---------- MATERIAL PROVIDED

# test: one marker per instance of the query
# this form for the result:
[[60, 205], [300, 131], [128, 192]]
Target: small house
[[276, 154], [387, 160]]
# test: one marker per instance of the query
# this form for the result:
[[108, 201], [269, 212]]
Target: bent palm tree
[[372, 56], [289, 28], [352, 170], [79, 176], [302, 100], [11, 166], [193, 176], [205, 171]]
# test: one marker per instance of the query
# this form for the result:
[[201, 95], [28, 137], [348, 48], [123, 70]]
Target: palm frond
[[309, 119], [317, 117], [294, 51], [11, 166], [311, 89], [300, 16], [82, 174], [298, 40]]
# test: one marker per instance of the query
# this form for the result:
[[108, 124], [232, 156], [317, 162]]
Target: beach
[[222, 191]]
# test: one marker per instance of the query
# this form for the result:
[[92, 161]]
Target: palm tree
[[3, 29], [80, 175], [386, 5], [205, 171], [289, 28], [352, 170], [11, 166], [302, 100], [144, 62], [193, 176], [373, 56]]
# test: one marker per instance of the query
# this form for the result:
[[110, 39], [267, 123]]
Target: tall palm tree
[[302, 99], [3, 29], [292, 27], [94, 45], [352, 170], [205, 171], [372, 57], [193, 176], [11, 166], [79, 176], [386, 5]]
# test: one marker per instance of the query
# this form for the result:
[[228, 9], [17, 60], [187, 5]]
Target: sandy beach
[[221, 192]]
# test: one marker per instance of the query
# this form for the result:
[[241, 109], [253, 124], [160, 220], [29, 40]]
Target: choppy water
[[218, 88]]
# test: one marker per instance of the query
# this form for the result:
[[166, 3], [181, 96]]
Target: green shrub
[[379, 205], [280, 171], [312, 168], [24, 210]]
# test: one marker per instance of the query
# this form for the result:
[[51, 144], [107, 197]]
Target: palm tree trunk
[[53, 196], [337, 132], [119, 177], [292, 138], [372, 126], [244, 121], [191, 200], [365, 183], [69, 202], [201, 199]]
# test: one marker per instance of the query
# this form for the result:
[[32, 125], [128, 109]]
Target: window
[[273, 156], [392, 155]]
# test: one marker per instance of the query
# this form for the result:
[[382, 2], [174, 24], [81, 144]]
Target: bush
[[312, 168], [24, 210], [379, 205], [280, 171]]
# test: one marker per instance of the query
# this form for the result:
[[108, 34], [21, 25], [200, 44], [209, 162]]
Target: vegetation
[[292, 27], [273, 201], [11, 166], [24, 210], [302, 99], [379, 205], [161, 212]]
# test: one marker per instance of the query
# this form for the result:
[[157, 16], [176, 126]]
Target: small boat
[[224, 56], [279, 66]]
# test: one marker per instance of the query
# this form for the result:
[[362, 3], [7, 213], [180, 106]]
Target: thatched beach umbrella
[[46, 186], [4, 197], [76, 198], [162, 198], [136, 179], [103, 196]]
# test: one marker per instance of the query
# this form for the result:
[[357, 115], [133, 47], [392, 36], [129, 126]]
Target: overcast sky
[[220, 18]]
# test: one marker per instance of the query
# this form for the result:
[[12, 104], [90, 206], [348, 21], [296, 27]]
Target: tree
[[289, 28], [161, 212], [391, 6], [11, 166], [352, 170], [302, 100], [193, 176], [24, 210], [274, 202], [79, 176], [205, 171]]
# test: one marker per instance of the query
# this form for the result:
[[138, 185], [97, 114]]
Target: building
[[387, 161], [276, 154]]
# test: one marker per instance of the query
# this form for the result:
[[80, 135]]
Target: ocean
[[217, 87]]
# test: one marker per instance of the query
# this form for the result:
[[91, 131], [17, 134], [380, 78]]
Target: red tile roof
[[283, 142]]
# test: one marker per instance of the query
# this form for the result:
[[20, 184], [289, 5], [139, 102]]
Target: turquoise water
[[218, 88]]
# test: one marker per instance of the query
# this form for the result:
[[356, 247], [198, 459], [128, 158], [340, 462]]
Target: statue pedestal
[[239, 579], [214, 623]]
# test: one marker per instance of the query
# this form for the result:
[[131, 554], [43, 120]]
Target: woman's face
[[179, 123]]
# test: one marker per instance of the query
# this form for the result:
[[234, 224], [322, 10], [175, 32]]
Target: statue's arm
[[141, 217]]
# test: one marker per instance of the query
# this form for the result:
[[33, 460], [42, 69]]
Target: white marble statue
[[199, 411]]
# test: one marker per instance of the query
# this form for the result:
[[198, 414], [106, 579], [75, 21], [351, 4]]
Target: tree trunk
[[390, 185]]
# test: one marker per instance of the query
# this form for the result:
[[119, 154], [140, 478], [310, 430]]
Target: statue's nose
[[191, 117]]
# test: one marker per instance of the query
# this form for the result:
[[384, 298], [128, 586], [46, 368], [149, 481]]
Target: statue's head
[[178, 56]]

--------------------

### GIVEN REQUEST
Can you copy all of the rows above word for word, changing nothing?

### RESULT OF THE EXERCISE
# test: one marker per instance of the query
# this form for the result:
[[60, 205], [300, 131], [128, 192]]
Target: small house
[[276, 154], [387, 160]]
# test: one marker per instance of the query
# this form for the result:
[[108, 201], [269, 212]]
Target: bent palm tree
[[372, 56], [289, 28], [352, 170], [79, 176], [302, 100], [11, 166], [193, 176], [205, 171]]
# test: one marker per instance of the query
# this form for the result:
[[201, 95], [28, 137], [348, 48], [123, 70]]
Target: palm frond
[[309, 119], [317, 117], [294, 51], [11, 166], [311, 89], [300, 16], [82, 174], [298, 40]]
# test: one marker per instance of the query
# this form for the result:
[[108, 124], [232, 156], [317, 162]]
Target: beach
[[222, 191]]
# test: one marker per instance of the query
# this form for the result:
[[92, 161]]
Target: palm tree
[[3, 29], [80, 175], [386, 5], [205, 171], [289, 28], [352, 170], [11, 166], [302, 100], [144, 62], [193, 176], [373, 56]]
# test: one marker per instance of the query
# this form for the result:
[[110, 39], [267, 123]]
Target: tall palm tree
[[302, 99], [3, 29], [292, 27], [94, 45], [352, 170], [205, 171], [372, 57], [193, 176], [11, 166], [79, 176], [386, 5]]
# test: one marker per instance of the query
# this form for the result:
[[228, 9], [17, 60], [187, 5]]
Target: sandy beach
[[221, 192]]
# test: one marker per instance of the query
# this form for the result:
[[241, 109], [253, 124], [160, 220], [29, 40]]
Target: choppy water
[[218, 88]]
# test: one marker per instance of the query
# this form for the result:
[[166, 3], [181, 96]]
Target: green shrub
[[379, 205], [280, 171], [312, 168], [24, 210]]
# test: one marker per instance of the query
# this form for the result:
[[51, 144], [107, 197]]
Target: palm tree trunk
[[53, 196], [337, 132], [119, 177], [292, 138], [372, 126], [244, 121], [191, 200], [365, 183], [69, 202], [201, 199]]
# test: one marker per instance of the query
# this form for the result:
[[32, 125], [128, 109]]
Target: window
[[273, 156], [392, 155]]
# test: one marker per instance of the query
# this form for the result:
[[382, 2], [174, 24], [81, 144]]
Target: bush
[[312, 168], [24, 210], [379, 205], [280, 171]]
# test: one marker per instance of the query
# this form for the result:
[[108, 34], [21, 25], [200, 44], [209, 162]]
Target: vegetation
[[292, 27], [273, 201], [11, 166], [24, 210], [302, 99], [379, 205], [161, 212]]
# test: one marker per instance of the query
# this form for the result:
[[157, 16], [176, 126]]
Target: small boat
[[224, 56], [279, 66]]
# test: one marker per instance of the query
# this form for the result:
[[362, 3], [7, 213], [180, 106]]
Target: thatched beach umbrella
[[46, 186], [4, 197], [76, 198], [162, 198], [136, 179], [103, 196]]
# test: one marker per instance of the query
# this form for the result:
[[357, 115], [133, 47], [392, 36], [129, 126]]
Target: overcast sky
[[220, 18]]
# test: one marker per instance of the query
# this form for the result:
[[12, 104], [90, 206], [348, 21], [296, 27]]
Target: tree
[[289, 28], [161, 212], [391, 6], [11, 166], [352, 170], [302, 100], [193, 176], [24, 210], [274, 202], [79, 176], [205, 171]]
# test: one marker per instance of the query
# this form for the result:
[[138, 185], [97, 114]]
Target: building
[[387, 161], [276, 154]]
# test: one marker per instance of the query
# this form for the result:
[[80, 135]]
Target: ocean
[[217, 87]]
# test: one marker per instance of the query
# this form for the result:
[[91, 131], [17, 134], [380, 78]]
Target: red tile roof
[[283, 142]]
# test: one marker per instance of the query
# this form for the result:
[[20, 184], [289, 5], [139, 102]]
Target: turquoise water
[[218, 88]]
# test: one marker per instance of the query
# this form for the result:
[[356, 247], [198, 459], [128, 158], [340, 462]]
Target: statue pedestal
[[239, 579], [214, 623]]
# test: one marker per instance of the query
# this form for the result:
[[131, 554], [43, 120]]
Target: woman's face
[[179, 123]]
# test: one marker per instance of the query
# this form for the result:
[[234, 224], [322, 10], [175, 32]]
Target: statue's arm
[[141, 217]]
# test: one marker per instance of the query
# this form for the result:
[[33, 460], [42, 69]]
Target: white marble statue
[[199, 411]]
# test: one marker per instance of the query
# this form for the result:
[[198, 414], [106, 579], [75, 21], [351, 4]]
Target: tree trunk
[[390, 185]]
# test: one marker per instance of the query
# this form for the result:
[[119, 154], [140, 478], [310, 430]]
Target: statue's nose
[[191, 117]]
# test: one marker per instance of the query
# this form for the result:
[[384, 298], [128, 586], [46, 368], [149, 481]]
Target: statue's head
[[178, 56]]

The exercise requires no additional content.